SHORT TASK A: In the comment on the charges, on what date was the investigation regarding Mr. Culverwell started?

What these two men have been charged with is despicable and don't tell me they didn't know. You would have to be dumb as a rock to live in this area and not know that you cannot do that. If they are found guilty, then they should receive the maximum penalty. But the key word is "charged". I have questions on why the investigation regarding Mr. Culverwell was started on JANUARY 28TH and they didn't execute a search warrant until FEBRUARY 22nd, 25 days later. Why is that? Is that so they hopefully could have a larger number of counts? And why is there no indication of a response to Mr. Culverwells email of JUNE 12, 2007? Did they just ignore him?

Mr. Wolgrams investigation seemed to move much faster, February 18th to February 22nd. Why is that? They were basically charged with doing the same thing.

DATA IN THIS EXERCISE:
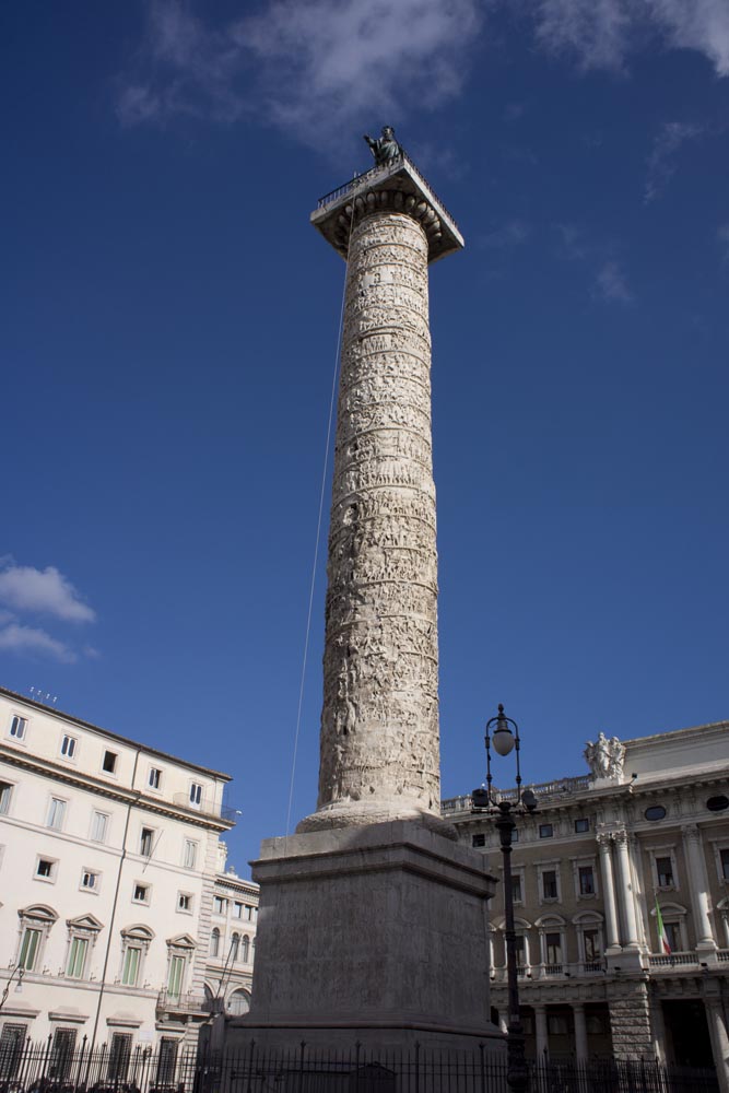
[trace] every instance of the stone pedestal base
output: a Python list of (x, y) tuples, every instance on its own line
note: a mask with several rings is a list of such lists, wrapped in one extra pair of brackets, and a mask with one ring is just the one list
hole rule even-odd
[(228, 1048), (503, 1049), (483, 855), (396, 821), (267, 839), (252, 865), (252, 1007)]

---

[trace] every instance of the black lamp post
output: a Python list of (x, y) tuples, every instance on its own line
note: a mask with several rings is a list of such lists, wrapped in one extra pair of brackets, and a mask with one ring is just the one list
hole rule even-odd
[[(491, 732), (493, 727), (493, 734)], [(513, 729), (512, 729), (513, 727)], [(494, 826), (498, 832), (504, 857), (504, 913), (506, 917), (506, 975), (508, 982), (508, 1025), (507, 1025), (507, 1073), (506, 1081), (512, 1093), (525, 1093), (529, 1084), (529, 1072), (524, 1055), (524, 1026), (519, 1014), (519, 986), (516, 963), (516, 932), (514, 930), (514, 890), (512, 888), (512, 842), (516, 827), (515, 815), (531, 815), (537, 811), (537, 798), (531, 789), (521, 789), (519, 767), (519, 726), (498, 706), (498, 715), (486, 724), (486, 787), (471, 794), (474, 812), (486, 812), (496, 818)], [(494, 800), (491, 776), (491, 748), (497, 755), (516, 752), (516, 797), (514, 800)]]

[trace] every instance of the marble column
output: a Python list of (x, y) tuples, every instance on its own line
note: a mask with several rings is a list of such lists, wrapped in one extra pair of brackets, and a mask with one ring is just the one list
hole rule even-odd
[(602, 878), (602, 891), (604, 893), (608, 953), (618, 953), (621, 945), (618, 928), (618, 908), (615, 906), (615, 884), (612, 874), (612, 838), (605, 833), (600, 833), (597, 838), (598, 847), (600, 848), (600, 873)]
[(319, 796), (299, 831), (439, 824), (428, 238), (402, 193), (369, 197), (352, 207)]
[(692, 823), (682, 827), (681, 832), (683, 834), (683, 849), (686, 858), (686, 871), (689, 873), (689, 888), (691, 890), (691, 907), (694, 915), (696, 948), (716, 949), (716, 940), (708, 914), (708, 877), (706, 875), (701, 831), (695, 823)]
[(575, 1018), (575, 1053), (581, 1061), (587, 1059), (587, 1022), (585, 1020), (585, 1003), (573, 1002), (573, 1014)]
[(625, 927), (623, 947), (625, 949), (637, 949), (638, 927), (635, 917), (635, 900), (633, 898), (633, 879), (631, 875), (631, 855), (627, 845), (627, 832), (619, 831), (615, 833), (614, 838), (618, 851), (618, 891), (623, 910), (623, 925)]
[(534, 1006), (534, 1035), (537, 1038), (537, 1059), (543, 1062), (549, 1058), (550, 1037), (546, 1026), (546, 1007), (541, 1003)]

SHORT TASK B: Rewrite the records from the line containing "[trace] every instance of the stone" through the line containing "865), (252, 1007)]", including both. Multiply every coordinate in the answers by 1.35 and round to whole numbers, halves up. Repeat the requests unchanged.

COMPLETE OUTPUT A: January 28th

COMPLETE OUTPUT B:
[trace] every instance of the stone pedestal base
output: a Python list of (x, y) tuples, every instance on its own line
note: a mask with several rings is a list of such lists, wrapped in one extra pair of brackets, and a mask with one ring is just the one list
hole rule even-odd
[(308, 1415), (679, 1416), (652, 1154), (535, 1108), (360, 1133), (340, 1168), (340, 1359)]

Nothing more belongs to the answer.